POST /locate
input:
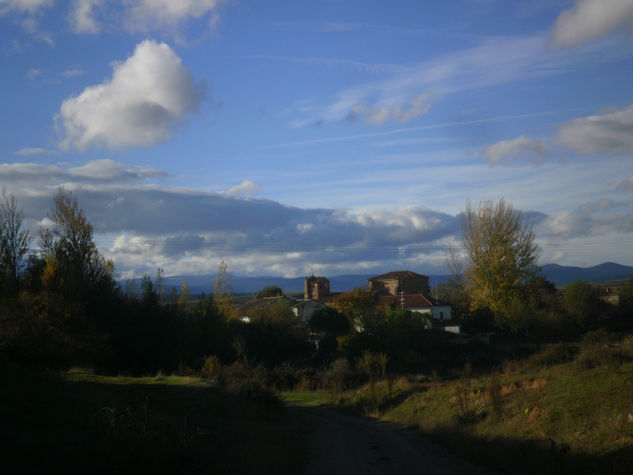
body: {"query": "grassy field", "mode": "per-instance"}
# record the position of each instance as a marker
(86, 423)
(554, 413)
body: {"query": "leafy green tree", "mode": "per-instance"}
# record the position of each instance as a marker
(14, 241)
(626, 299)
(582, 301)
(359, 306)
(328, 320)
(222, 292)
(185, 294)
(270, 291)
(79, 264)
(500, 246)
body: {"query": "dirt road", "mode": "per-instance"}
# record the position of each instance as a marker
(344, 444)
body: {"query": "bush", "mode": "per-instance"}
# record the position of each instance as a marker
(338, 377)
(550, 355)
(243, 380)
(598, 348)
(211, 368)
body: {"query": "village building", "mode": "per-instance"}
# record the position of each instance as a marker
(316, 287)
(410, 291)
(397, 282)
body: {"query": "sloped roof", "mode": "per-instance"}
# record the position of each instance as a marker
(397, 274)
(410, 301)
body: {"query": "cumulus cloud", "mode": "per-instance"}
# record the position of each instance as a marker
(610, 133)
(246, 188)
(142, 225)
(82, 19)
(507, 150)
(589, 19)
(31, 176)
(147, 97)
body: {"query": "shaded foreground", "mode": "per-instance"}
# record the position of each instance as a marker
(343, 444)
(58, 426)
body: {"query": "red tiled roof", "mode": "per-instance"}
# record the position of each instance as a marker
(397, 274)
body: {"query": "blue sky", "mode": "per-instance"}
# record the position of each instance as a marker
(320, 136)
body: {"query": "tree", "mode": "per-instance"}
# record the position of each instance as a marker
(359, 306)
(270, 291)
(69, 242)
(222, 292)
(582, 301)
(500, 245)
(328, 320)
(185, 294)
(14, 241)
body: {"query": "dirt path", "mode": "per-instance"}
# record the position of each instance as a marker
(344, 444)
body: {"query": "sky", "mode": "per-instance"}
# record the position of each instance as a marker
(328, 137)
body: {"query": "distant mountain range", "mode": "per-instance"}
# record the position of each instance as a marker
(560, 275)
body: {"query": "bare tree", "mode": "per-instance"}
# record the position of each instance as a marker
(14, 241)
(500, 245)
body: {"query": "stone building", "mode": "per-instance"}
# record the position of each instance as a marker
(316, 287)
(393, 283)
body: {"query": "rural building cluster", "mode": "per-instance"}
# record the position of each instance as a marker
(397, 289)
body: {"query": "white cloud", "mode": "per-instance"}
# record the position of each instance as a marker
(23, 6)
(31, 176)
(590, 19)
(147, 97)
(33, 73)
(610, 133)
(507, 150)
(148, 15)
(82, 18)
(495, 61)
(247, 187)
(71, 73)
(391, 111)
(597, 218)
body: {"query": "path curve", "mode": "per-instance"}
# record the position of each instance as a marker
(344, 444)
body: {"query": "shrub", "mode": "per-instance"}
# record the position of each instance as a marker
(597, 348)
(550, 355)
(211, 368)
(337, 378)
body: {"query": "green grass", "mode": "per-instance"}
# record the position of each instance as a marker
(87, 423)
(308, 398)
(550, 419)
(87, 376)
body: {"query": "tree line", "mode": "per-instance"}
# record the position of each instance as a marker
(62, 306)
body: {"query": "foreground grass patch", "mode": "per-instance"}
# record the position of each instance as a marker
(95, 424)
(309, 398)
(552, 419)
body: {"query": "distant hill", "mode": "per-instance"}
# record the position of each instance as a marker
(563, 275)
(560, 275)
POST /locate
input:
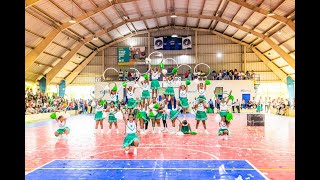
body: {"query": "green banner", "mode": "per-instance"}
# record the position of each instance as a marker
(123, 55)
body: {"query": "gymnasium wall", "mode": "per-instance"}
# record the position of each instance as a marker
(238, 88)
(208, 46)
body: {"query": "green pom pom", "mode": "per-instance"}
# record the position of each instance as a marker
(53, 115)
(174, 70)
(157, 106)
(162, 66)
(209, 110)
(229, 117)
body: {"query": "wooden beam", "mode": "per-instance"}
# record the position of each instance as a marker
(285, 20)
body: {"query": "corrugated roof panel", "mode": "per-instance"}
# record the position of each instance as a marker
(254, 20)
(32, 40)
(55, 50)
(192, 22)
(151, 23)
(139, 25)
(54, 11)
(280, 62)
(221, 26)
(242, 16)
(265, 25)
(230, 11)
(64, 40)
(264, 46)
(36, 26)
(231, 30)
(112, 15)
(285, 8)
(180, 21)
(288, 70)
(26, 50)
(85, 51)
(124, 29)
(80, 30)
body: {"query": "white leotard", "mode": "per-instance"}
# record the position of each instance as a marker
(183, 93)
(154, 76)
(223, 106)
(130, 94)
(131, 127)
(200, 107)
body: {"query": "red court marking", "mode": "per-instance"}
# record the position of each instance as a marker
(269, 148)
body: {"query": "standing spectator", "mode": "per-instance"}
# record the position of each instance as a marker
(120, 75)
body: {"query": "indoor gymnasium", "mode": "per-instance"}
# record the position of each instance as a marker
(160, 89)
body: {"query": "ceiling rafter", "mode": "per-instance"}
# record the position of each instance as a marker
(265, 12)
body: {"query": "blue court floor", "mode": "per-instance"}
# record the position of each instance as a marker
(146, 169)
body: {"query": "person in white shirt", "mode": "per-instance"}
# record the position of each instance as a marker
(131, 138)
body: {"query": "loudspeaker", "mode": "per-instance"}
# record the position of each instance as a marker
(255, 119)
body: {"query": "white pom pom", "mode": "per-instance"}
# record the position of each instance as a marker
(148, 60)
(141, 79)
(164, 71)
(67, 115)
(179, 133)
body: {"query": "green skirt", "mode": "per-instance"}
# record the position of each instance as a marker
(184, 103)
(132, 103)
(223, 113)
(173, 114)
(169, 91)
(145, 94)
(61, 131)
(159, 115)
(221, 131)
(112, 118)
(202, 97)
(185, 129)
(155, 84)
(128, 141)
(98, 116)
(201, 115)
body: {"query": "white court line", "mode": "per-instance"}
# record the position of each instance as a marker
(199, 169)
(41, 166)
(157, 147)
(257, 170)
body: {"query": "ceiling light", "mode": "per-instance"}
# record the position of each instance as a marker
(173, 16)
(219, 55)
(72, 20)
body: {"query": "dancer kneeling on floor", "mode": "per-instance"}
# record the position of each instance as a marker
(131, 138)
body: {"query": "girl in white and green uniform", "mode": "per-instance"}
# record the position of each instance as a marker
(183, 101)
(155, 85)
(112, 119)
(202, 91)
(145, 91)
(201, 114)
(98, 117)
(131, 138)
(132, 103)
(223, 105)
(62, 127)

**PROBLEM REQUIREMENTS:** Work out the number of lines in the listing above that hold the string "ceiling". Reply with that number only.

**RESULT FOR THIS EXERCISE:** 2